Wandle nur den Abschnitt, der mit der Zeile beginnt, die „of the oven“ enthält, und mit der Zeile endet, die „pixel 164 283“ enthält, einschließlich beider Zeilen, in eine Markdown-Tabelle mit den Spalten „Nummer“ und „Zeile“ um. Leerzeilen werden dabei ausgelassen.

[Ausgangsdaten]

****************************************

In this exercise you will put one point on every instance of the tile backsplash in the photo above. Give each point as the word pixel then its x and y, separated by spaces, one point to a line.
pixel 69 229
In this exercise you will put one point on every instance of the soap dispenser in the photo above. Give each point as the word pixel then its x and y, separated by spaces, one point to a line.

****************************************

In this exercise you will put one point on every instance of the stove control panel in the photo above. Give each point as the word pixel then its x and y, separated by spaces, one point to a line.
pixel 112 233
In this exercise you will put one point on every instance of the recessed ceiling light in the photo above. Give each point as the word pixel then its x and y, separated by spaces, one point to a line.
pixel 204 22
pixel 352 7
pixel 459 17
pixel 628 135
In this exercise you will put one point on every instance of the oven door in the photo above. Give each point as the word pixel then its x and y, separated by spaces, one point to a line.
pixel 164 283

****************************************

[Lösung]
| Nummer | Zeile |
|---|---|
| 1 | In this exercise you will put one point on every instance of the oven door in the photo above. Give each point as the word pixel then its x and y, separated by spaces, one point to a line. |
| 2 | pixel 164 283 |